Output each entry exactly; skip nothing.

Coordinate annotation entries
____

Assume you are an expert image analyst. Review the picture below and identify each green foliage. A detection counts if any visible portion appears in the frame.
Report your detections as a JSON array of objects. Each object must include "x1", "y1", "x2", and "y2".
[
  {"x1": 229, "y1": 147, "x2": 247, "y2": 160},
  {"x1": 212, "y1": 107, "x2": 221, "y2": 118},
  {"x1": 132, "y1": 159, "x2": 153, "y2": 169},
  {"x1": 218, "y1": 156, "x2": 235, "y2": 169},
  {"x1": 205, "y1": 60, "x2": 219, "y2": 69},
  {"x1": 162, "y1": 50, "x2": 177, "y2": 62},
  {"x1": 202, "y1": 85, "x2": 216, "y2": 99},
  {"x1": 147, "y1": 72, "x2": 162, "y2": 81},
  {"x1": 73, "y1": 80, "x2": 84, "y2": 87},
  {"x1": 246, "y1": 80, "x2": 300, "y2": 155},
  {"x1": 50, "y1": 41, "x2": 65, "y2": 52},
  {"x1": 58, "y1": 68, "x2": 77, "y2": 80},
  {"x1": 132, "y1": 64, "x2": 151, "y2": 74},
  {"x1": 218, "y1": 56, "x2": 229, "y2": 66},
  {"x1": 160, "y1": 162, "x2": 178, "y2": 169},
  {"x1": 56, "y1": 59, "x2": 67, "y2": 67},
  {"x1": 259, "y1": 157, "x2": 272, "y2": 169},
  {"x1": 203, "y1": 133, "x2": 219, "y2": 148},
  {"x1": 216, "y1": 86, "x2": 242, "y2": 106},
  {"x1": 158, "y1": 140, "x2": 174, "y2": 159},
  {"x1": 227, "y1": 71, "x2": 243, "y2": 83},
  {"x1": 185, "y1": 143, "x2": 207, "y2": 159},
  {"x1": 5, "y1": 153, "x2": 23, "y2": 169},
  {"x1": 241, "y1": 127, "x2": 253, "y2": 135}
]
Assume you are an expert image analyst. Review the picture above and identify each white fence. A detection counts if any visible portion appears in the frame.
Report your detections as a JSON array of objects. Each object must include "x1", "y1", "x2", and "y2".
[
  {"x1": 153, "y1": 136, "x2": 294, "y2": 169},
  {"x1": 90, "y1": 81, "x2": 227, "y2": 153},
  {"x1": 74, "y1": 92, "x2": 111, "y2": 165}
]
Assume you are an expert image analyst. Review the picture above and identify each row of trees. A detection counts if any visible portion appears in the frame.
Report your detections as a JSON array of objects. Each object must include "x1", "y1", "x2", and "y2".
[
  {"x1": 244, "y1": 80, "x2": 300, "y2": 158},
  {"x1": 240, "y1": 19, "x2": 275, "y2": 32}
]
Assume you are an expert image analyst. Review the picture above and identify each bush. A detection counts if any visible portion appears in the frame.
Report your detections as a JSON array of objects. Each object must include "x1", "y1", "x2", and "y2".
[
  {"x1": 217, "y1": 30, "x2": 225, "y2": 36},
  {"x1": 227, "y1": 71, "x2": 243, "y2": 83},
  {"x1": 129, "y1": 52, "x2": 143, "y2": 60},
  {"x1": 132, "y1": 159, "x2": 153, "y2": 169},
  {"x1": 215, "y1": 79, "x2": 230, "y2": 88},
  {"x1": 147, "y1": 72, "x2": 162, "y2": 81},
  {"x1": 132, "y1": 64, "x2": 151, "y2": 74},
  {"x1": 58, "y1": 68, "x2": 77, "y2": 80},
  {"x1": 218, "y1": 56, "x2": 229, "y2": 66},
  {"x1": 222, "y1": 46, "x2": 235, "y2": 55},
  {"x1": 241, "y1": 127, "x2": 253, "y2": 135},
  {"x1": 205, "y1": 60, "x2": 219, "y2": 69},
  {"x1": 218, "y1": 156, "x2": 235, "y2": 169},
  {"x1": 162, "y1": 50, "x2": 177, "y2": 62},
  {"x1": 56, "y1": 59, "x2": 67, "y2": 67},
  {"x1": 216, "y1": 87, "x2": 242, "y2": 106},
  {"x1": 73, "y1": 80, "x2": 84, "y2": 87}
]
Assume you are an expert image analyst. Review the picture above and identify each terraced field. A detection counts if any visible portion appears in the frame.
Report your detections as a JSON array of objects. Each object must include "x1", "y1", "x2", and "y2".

____

**THE RESPONSE:**
Assume you are an expert image analyst. Review the picture below and identify each green foliage. A detection counts if any visible portion appears in the frame.
Report your detections as a JSON array of objects. Each object must include "x1", "y1", "x2", and "y2".
[
  {"x1": 229, "y1": 147, "x2": 247, "y2": 160},
  {"x1": 212, "y1": 107, "x2": 221, "y2": 118},
  {"x1": 132, "y1": 159, "x2": 153, "y2": 169},
  {"x1": 218, "y1": 156, "x2": 235, "y2": 169},
  {"x1": 205, "y1": 60, "x2": 219, "y2": 69},
  {"x1": 162, "y1": 50, "x2": 177, "y2": 62},
  {"x1": 202, "y1": 85, "x2": 216, "y2": 99},
  {"x1": 147, "y1": 72, "x2": 162, "y2": 81},
  {"x1": 73, "y1": 80, "x2": 84, "y2": 87},
  {"x1": 246, "y1": 80, "x2": 300, "y2": 155},
  {"x1": 50, "y1": 41, "x2": 65, "y2": 52},
  {"x1": 58, "y1": 68, "x2": 77, "y2": 80},
  {"x1": 132, "y1": 64, "x2": 151, "y2": 74},
  {"x1": 218, "y1": 56, "x2": 229, "y2": 66},
  {"x1": 160, "y1": 162, "x2": 178, "y2": 169},
  {"x1": 56, "y1": 59, "x2": 67, "y2": 67},
  {"x1": 259, "y1": 157, "x2": 272, "y2": 169},
  {"x1": 203, "y1": 133, "x2": 219, "y2": 148},
  {"x1": 216, "y1": 86, "x2": 242, "y2": 106},
  {"x1": 158, "y1": 140, "x2": 174, "y2": 159},
  {"x1": 227, "y1": 71, "x2": 243, "y2": 83},
  {"x1": 185, "y1": 143, "x2": 207, "y2": 159},
  {"x1": 5, "y1": 153, "x2": 23, "y2": 169},
  {"x1": 241, "y1": 127, "x2": 253, "y2": 135}
]
Assume you are an expert image analyst. Review the picture above and identify each white fence. A detection counts if any visible portion appears in the frame.
Report your detections as a JSON array of objects. Each object must include "x1", "y1", "x2", and "y2".
[
  {"x1": 153, "y1": 136, "x2": 294, "y2": 169},
  {"x1": 90, "y1": 81, "x2": 227, "y2": 153},
  {"x1": 74, "y1": 92, "x2": 111, "y2": 165}
]
Assume you are an expert image analyst. Review the picture above and identify each row of trees. A detection counts if any visible portion appears in the frame.
Report your detections as a JSON array of objects. Each object must include "x1", "y1", "x2", and "y2".
[
  {"x1": 244, "y1": 80, "x2": 300, "y2": 158},
  {"x1": 240, "y1": 19, "x2": 275, "y2": 32}
]
Assume you are an expert image analyst. Review the picture above and identify each bush. A detection counts if any visible portion appears in the frame.
Report your detections as a JSON array of objects. Each object must include "x1", "y1", "x2", and "y2".
[
  {"x1": 217, "y1": 30, "x2": 225, "y2": 36},
  {"x1": 227, "y1": 71, "x2": 243, "y2": 83},
  {"x1": 129, "y1": 52, "x2": 143, "y2": 60},
  {"x1": 132, "y1": 159, "x2": 153, "y2": 169},
  {"x1": 215, "y1": 79, "x2": 230, "y2": 88},
  {"x1": 147, "y1": 72, "x2": 162, "y2": 81},
  {"x1": 132, "y1": 64, "x2": 151, "y2": 74},
  {"x1": 58, "y1": 68, "x2": 77, "y2": 80},
  {"x1": 218, "y1": 56, "x2": 229, "y2": 66},
  {"x1": 222, "y1": 46, "x2": 235, "y2": 55},
  {"x1": 241, "y1": 127, "x2": 253, "y2": 135},
  {"x1": 205, "y1": 60, "x2": 219, "y2": 69},
  {"x1": 218, "y1": 156, "x2": 235, "y2": 169},
  {"x1": 162, "y1": 50, "x2": 177, "y2": 62},
  {"x1": 56, "y1": 59, "x2": 67, "y2": 67},
  {"x1": 216, "y1": 87, "x2": 242, "y2": 106},
  {"x1": 73, "y1": 80, "x2": 84, "y2": 87}
]
Assume you are an expert image analyst. Review the picture above and identify each terraced field. A detection counts if any visible portion appears in the frame.
Report your detections as a JSON array of objects. Each object must include "x1", "y1", "x2", and "y2".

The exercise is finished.